Your response should consist solely of the lines from the one containing "Please pick out the brown" through the final line of the entries, repeated exactly.

[[ RECORDS FOR THIS TASK open ]]

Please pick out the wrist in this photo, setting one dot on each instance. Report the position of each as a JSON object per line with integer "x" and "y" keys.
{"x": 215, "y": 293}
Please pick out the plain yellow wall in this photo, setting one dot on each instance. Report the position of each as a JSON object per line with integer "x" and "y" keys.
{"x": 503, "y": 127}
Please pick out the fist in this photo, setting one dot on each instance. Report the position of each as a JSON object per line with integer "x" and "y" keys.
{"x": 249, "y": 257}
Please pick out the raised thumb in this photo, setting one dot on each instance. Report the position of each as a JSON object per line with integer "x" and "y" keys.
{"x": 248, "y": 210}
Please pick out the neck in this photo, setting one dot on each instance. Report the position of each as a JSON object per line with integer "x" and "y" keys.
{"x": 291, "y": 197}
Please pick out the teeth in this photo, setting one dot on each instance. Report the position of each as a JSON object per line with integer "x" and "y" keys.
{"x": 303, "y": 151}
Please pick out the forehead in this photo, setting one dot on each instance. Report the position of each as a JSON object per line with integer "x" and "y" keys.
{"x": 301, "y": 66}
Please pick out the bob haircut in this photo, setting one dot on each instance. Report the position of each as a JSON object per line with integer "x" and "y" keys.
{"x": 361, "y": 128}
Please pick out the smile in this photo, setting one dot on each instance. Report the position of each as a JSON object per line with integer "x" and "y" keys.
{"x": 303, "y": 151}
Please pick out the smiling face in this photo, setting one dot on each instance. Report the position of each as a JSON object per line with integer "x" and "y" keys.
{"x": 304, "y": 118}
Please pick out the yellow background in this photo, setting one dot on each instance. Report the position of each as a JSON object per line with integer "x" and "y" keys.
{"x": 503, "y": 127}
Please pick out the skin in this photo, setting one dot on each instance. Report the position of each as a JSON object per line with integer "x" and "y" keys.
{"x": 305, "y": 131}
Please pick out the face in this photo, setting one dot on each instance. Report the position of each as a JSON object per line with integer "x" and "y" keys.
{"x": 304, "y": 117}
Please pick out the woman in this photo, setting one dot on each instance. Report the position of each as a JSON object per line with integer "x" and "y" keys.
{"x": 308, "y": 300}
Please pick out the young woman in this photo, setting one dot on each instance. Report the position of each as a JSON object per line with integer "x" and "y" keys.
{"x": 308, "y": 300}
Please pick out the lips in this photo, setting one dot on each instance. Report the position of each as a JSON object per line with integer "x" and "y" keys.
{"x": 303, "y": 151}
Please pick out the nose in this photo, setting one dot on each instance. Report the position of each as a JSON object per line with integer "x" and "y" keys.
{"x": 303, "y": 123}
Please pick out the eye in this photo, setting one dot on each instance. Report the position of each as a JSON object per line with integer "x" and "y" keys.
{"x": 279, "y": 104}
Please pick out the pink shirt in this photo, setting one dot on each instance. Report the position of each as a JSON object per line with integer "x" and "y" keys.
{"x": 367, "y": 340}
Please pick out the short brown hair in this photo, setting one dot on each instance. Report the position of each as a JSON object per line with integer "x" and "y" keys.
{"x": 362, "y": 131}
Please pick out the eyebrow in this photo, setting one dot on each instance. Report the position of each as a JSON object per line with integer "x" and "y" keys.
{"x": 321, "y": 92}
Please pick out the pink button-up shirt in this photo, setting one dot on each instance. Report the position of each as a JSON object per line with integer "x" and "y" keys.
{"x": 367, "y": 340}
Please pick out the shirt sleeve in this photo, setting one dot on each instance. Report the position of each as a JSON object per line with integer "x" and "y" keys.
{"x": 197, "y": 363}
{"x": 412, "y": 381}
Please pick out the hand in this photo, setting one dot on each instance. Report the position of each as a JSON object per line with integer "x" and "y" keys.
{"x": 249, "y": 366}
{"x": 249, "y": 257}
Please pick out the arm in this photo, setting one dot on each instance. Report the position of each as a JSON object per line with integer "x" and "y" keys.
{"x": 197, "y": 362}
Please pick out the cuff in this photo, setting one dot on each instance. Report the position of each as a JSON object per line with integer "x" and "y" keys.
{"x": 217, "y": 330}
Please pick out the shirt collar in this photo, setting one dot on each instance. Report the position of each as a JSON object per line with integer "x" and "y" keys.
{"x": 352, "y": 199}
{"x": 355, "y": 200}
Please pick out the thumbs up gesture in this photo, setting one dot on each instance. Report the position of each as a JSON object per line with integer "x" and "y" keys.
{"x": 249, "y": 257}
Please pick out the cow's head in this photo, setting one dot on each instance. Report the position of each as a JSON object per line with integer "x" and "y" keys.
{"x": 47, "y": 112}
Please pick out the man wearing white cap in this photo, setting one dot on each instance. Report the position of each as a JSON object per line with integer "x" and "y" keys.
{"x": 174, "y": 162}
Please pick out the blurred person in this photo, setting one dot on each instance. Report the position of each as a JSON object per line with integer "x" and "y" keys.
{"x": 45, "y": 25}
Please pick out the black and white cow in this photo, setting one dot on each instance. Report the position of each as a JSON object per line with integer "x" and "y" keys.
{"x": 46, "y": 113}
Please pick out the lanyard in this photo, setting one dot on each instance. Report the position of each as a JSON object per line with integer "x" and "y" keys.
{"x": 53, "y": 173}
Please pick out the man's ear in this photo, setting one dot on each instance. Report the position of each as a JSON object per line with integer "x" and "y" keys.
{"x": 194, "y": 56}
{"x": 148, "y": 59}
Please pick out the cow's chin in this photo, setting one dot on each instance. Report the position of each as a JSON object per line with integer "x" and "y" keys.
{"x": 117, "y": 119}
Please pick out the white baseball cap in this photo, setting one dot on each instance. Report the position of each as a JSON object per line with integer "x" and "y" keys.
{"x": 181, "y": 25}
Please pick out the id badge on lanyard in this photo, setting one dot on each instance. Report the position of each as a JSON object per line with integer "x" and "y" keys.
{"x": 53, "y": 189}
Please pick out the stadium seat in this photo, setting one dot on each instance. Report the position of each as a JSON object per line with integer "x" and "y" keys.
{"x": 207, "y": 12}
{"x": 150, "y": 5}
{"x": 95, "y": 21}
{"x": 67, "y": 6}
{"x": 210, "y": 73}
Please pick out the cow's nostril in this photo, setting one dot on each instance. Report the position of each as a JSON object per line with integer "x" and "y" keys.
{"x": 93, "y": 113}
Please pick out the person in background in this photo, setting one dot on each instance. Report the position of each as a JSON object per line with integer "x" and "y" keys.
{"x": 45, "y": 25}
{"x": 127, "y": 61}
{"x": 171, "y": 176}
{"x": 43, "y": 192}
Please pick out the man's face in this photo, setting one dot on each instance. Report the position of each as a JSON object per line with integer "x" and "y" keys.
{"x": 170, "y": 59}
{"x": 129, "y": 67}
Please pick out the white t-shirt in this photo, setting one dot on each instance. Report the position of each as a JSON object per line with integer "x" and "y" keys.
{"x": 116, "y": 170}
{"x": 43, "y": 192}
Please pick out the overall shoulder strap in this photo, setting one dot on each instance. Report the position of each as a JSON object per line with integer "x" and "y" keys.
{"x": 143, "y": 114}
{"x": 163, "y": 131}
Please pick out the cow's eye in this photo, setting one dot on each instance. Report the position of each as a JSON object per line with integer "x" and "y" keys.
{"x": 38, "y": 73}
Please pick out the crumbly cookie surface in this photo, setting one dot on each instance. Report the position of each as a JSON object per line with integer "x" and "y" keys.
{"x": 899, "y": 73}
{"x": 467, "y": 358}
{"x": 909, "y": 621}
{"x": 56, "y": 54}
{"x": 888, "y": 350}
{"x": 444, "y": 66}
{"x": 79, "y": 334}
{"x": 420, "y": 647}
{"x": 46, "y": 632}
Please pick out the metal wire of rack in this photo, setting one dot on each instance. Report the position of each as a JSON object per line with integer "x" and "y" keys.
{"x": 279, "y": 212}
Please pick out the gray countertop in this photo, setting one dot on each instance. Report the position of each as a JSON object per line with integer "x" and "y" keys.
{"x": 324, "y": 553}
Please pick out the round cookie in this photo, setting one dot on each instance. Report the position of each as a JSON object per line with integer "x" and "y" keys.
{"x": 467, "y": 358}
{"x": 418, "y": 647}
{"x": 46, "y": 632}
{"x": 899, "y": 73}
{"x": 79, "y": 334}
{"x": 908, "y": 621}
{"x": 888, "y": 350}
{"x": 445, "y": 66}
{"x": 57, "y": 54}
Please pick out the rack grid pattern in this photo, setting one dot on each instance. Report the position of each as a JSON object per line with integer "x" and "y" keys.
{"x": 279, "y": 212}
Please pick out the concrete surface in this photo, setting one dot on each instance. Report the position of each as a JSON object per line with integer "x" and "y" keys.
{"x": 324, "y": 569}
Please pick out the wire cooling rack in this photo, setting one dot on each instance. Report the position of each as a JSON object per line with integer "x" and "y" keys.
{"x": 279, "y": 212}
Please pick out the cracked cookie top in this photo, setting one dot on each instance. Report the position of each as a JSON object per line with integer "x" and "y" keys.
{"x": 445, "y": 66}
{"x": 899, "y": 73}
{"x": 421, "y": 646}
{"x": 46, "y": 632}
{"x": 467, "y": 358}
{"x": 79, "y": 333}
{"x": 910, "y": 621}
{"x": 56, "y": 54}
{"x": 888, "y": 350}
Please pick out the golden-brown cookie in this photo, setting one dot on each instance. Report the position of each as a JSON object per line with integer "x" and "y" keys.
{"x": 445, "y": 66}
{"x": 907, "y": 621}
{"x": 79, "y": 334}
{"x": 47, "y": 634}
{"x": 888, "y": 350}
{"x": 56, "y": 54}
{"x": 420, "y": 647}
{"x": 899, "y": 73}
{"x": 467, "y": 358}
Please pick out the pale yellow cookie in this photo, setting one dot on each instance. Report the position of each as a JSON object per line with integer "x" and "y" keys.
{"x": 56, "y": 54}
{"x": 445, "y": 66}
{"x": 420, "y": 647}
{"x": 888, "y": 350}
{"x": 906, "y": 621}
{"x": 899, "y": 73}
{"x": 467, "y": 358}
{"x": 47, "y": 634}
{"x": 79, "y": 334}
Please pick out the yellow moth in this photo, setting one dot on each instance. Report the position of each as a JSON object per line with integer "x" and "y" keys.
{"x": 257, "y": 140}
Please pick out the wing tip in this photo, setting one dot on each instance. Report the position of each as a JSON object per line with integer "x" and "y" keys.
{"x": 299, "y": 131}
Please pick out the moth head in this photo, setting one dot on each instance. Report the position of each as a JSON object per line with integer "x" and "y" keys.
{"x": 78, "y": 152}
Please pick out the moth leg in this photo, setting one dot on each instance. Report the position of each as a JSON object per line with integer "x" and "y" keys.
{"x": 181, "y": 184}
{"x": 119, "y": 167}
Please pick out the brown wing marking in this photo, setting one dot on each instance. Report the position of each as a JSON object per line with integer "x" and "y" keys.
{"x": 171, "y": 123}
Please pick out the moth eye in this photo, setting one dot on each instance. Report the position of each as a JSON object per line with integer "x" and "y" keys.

[[ RECORDS FOR THIS TASK closed ]]

§ WRITTEN RESPONSE
Please pick out the brown wing marking in this photo, setting one dot on each instance. Report the position of each as a JSON object per line with integer "x" and "y" keys.
{"x": 171, "y": 123}
Please pick out the moth eye in this photo, setting one dot on each instance. Report the position of each as a JSON object per line with integer "x" and "y" keys.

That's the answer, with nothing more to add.